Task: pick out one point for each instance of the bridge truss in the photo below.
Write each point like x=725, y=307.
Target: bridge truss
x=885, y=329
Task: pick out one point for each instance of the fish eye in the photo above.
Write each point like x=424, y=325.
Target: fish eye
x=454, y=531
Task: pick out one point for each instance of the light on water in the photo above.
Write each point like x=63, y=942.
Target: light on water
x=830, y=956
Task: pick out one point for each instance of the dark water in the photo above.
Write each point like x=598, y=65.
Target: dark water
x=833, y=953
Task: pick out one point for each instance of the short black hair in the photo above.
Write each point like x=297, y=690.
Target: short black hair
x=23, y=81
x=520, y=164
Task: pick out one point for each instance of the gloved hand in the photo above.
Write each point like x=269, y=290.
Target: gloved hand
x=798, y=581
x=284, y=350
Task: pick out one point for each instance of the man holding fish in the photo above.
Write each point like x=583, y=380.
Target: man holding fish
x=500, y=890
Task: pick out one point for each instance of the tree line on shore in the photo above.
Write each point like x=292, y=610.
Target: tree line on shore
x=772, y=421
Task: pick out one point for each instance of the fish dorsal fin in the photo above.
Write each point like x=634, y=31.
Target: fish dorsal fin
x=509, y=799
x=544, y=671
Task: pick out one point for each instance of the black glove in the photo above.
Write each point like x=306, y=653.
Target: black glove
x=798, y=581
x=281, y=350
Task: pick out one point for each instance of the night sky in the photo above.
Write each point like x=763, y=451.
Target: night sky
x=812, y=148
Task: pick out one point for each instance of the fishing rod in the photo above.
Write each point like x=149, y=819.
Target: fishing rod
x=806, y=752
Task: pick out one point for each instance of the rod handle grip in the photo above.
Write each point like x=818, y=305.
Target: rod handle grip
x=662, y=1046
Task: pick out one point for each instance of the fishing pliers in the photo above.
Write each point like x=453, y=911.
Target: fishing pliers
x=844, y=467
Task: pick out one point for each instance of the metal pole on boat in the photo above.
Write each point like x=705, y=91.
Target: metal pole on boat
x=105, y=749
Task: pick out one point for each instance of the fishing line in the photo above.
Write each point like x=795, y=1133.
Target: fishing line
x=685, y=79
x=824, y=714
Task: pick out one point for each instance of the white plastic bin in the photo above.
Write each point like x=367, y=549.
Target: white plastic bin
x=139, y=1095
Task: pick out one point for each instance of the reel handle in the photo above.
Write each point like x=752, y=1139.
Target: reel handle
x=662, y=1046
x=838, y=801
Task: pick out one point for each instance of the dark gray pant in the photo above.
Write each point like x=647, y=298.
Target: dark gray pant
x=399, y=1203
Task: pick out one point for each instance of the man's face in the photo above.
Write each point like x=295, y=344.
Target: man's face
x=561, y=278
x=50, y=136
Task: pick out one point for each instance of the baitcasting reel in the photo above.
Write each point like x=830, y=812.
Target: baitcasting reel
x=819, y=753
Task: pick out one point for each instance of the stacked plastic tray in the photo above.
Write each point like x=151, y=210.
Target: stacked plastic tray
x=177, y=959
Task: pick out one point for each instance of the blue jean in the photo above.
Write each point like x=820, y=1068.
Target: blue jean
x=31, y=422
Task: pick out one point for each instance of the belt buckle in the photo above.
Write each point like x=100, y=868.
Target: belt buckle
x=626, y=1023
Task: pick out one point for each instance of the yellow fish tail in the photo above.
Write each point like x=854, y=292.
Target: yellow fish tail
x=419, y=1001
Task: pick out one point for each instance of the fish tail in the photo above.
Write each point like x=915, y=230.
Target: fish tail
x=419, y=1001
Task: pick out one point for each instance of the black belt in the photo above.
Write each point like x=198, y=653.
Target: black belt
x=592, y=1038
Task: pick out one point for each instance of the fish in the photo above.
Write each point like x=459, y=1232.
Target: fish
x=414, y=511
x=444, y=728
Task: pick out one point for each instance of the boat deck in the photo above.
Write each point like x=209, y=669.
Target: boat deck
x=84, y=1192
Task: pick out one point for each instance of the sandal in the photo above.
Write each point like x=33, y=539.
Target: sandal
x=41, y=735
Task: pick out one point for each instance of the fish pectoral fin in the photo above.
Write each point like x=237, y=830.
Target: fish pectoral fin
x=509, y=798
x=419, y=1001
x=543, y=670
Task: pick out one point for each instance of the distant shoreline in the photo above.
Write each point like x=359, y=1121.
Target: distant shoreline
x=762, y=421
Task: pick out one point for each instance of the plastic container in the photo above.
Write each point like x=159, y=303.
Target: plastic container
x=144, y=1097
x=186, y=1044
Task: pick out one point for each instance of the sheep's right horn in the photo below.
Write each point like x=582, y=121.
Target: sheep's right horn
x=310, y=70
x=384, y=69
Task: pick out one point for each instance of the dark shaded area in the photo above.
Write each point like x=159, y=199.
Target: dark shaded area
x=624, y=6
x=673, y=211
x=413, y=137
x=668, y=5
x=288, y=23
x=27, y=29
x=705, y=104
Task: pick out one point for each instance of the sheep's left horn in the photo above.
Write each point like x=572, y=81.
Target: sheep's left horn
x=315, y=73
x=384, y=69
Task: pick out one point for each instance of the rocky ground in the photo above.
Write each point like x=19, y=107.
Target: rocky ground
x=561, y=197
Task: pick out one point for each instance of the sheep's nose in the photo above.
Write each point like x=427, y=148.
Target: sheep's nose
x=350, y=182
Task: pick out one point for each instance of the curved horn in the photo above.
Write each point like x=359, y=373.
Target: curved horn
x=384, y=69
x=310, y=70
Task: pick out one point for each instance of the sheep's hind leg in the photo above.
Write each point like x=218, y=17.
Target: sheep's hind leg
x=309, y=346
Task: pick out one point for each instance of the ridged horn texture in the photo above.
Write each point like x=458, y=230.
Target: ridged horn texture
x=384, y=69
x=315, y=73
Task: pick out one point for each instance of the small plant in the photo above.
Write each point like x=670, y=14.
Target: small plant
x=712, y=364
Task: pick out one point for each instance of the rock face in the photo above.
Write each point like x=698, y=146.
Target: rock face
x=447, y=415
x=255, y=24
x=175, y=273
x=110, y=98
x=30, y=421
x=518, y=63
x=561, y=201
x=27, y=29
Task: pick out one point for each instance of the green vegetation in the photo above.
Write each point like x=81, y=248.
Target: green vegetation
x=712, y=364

● ● ●

* To do
Each line in the records above that contains the word "below" must be copied.

* Result for this exercise
Task: pick out one point for each instance of the bridge truss in the photo below.
Task: pick out one point for each instance of the sheep's right horn in the photo below.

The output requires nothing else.